**TASK PROMPT:**
Repeat the lines beginning at the one with "Where can you spot the rocky shore" and running to the end of the material, keeping the first and last of them, exactly as they appear.

(Location annotation dataset excerpts)
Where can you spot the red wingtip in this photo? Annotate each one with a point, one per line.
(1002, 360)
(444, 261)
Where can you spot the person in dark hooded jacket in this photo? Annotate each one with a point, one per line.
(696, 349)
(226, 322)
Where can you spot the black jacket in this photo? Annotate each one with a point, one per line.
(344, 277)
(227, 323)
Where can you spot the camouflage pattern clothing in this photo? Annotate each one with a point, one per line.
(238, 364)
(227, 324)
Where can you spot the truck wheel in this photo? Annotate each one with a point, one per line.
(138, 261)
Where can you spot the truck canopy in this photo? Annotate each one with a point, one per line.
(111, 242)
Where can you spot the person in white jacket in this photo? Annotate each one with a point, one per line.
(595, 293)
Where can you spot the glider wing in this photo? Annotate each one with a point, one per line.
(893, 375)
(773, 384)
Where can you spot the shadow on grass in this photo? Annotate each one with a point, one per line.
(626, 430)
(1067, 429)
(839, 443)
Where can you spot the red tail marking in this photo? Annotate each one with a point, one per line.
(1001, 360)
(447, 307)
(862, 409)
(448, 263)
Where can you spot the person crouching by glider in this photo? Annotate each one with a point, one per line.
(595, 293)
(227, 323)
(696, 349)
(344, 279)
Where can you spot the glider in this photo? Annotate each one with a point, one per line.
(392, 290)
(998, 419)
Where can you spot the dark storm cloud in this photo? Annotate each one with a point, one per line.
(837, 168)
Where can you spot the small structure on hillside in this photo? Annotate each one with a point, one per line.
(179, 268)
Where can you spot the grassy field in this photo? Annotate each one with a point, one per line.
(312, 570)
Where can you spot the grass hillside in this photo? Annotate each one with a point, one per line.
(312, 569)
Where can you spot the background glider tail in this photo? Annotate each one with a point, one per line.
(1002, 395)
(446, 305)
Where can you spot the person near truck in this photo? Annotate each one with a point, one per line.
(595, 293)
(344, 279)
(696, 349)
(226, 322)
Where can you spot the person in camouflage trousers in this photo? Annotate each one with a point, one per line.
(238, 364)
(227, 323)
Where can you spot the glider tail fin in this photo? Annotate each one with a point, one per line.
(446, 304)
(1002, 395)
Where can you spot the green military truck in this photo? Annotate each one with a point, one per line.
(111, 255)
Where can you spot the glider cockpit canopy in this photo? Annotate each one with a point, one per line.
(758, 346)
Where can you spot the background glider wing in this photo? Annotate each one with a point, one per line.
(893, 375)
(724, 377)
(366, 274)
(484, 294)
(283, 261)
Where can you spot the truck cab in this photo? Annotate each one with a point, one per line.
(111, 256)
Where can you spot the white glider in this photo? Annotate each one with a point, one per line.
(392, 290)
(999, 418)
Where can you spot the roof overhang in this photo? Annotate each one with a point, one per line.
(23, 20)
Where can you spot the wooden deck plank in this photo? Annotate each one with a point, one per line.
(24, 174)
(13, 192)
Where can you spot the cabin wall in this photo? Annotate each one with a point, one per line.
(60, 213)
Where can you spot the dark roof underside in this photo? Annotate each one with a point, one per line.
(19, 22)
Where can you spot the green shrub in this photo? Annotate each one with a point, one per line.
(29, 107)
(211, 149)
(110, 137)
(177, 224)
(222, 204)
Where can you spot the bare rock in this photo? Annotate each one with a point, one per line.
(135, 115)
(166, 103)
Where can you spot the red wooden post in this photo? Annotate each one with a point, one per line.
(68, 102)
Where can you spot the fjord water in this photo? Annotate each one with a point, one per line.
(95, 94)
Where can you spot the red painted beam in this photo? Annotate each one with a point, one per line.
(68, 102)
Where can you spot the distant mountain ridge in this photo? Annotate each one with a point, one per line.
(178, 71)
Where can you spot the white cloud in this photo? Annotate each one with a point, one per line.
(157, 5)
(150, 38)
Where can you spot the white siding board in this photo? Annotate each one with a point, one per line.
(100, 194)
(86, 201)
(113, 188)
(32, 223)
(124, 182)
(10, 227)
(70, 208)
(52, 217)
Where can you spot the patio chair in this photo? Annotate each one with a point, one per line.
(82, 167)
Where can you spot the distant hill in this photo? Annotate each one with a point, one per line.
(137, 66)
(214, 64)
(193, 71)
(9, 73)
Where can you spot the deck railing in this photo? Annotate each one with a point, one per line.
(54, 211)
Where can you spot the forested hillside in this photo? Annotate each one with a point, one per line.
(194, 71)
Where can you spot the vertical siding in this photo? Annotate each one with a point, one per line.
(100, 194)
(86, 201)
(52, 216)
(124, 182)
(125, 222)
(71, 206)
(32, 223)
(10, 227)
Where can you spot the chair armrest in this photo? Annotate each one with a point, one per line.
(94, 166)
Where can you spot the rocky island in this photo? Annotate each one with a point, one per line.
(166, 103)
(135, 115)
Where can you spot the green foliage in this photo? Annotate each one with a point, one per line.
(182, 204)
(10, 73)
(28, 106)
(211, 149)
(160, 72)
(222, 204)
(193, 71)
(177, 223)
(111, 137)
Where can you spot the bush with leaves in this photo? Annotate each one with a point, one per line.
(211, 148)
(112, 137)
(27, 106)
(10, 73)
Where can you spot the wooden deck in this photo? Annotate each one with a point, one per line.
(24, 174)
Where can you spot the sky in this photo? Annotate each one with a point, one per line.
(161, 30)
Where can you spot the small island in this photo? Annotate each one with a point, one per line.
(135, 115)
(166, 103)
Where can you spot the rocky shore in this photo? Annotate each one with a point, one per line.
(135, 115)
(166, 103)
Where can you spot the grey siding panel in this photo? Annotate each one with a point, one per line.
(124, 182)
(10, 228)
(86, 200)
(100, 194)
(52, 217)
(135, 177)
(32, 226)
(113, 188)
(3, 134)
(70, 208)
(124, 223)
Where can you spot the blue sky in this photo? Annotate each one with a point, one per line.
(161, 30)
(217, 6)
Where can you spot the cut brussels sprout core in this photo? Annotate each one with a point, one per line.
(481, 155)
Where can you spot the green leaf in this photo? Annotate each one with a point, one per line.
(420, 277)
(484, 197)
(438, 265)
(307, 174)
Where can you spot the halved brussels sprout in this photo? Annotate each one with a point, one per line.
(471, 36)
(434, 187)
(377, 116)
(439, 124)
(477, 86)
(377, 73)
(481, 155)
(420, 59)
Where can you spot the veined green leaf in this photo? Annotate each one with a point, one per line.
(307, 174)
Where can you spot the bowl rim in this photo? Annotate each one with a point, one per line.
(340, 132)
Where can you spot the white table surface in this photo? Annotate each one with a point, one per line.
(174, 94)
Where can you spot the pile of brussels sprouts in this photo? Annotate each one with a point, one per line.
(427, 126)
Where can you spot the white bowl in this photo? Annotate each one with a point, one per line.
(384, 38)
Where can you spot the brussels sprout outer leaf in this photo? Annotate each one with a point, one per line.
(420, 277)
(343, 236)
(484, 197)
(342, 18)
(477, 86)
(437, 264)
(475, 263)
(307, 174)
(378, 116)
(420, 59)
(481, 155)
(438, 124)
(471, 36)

**FINAL RESULT:**
Where can you spot the rocky shore in this photo? Annotate each one with a point, one per line.
(135, 115)
(166, 103)
Where can you spot the grey siding panel in this photo? Annotate each one with a point, one per line.
(124, 182)
(10, 228)
(86, 200)
(100, 194)
(52, 217)
(135, 177)
(32, 226)
(113, 188)
(3, 134)
(70, 208)
(124, 223)
Where can you spot the blue sky in this photo? Annotate each one with a point, one per line.
(161, 30)
(217, 6)
Where can you spot the cut brussels sprout core in this photo? Annotate each one with a point, one per line.
(481, 155)
Where can you spot the green leaf in this photo? Annotate each one with a point, one per line.
(420, 277)
(484, 197)
(438, 265)
(307, 174)
Where can you spot the halved brussels sprout in this photo? Annotate each one with a point, one per line.
(471, 36)
(434, 187)
(377, 116)
(439, 124)
(477, 86)
(377, 73)
(481, 155)
(420, 59)
Where can you spot the veined green leaf in this photo? Annotate each one with a point, one per line.
(307, 174)
Where can you spot the bowl rim in this photo? Annotate each one with a point, one per line.
(340, 132)
Where can you spot the white table surface in this photo? Annotate each one with a point, one per line.
(174, 94)
Where can you spot the pile of brussels sprouts in this photo? Annotate each one with a point, one per line.
(427, 126)
Where can you spot the white bowl in this photo? Annotate each one with a point, one per line.
(384, 38)
Where can you spot the brussels sprout outer leaf in this photo? Annotate each one with a point, one per line.
(420, 277)
(343, 236)
(484, 197)
(342, 18)
(477, 86)
(437, 264)
(475, 263)
(307, 174)
(378, 116)
(420, 59)
(481, 155)
(438, 124)
(471, 36)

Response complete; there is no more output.